After retirement as contestant from WHU ACM Team, flymouse volunteered to do the odds and ends such as cleaning out the computer lab for training as extension of his contribution to the team. When Christmas came, flymouse played Father Christmas to give gifts to the team members. The team members lived in distinct rooms in different buildings on the campus. To save vigor, flymouse decided to choose only one of those rooms as the place to start his journey and follow directed paths to visit one room after another and give out gifts en passant until he could reach no more unvisited rooms.

任务目标 1
请将 flymouse 送礼片段中从“After retirement as”到“more unvisited rooms.”的文字一字不差地抄录下来。
任务目标 2
根据 flymouse 送礼片段回答：
(a) flymouse 退役前是哪支队伍的参赛队员？
(b) 圣诞节到来时，flymouse 扮演了什么角色？
(c) flymouse 决定选择几个房间作为出发地点？

所给信息

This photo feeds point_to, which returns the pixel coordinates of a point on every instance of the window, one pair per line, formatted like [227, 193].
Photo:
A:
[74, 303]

==

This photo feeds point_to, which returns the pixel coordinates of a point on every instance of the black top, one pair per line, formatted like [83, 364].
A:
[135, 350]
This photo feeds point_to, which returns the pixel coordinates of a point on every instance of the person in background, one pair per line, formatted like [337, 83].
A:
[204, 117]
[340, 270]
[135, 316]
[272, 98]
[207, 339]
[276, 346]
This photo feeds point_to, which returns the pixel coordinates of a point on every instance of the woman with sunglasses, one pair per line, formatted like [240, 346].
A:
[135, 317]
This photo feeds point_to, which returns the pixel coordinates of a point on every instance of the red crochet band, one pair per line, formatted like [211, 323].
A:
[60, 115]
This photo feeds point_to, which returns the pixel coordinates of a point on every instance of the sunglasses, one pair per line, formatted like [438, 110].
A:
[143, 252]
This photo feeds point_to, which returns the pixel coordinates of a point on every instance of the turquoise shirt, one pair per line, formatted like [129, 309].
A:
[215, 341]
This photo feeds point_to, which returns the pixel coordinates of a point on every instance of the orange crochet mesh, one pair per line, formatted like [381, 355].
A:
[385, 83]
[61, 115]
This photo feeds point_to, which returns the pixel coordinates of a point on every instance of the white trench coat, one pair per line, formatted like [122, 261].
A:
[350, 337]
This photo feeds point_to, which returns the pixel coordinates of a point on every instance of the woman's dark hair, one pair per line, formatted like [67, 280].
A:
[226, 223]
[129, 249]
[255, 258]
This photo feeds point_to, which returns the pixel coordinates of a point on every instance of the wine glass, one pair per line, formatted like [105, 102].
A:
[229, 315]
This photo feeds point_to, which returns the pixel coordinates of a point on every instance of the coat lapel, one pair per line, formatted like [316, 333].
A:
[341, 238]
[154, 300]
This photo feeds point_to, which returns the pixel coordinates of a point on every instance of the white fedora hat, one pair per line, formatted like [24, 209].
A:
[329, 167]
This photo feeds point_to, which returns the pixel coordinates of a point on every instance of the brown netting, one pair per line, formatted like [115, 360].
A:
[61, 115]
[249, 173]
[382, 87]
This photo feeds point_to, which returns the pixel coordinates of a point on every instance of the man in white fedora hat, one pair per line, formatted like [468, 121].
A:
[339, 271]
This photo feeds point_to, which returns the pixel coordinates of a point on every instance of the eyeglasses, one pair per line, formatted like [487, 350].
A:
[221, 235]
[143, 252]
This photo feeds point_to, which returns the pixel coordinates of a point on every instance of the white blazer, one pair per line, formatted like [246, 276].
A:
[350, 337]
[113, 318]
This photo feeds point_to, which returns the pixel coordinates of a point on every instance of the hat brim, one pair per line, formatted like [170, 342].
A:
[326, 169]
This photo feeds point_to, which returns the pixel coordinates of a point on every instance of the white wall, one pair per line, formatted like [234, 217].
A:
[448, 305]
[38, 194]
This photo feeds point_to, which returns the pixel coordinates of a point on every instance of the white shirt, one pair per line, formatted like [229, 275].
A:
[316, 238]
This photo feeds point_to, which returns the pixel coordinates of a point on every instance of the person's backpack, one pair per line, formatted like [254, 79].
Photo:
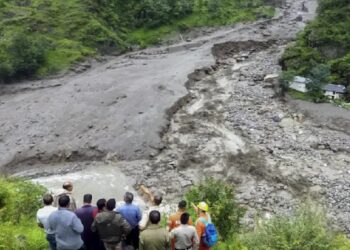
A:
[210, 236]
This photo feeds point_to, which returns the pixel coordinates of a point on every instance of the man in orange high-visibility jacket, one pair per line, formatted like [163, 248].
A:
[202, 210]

---

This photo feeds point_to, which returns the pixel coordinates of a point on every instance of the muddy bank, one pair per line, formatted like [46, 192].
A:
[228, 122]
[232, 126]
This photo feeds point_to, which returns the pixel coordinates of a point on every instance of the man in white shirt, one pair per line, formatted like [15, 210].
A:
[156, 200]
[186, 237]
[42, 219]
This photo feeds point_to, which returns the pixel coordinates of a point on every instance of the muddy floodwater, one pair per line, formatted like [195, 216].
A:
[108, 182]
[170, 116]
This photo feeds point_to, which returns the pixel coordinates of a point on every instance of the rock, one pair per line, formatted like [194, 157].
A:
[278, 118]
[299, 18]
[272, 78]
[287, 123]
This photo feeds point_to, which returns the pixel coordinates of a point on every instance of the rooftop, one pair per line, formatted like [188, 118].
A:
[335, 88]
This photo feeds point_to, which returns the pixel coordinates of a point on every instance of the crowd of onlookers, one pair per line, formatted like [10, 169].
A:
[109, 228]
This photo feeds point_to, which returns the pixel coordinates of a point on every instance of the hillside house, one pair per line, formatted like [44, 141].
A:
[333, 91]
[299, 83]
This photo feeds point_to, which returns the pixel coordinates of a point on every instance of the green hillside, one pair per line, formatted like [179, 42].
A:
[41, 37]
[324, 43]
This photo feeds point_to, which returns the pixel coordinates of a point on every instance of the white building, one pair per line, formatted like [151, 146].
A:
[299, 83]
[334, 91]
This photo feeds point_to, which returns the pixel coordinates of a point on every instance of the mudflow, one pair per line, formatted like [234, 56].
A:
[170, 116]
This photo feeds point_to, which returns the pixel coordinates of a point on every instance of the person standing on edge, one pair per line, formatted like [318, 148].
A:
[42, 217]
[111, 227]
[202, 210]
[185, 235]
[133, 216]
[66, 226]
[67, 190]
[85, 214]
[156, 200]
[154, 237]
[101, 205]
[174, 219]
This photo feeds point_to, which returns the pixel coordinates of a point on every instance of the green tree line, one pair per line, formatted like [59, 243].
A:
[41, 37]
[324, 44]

输出结果 1
After retirement as contestant from WHU ACM Team, flymouse volunteered to do the odds and ends such as cleaning out the computer lab for training as extension of his contribution to the team. When Christmas came, flymouse played Father Christmas to give gifts to the team members. The team members lived in distinct rooms in different buildings on the campus. To save vigor, flymouse decided to choose only one of those rooms as the place to start his journey and follow directed paths to visit one room after another and give out gifts en passant until he could reach no more unvisited rooms.

输出结果 2
(a) WHU ACM Team。
(b) 圣诞老人（Father Christmas）。
(c) 只选一个房间。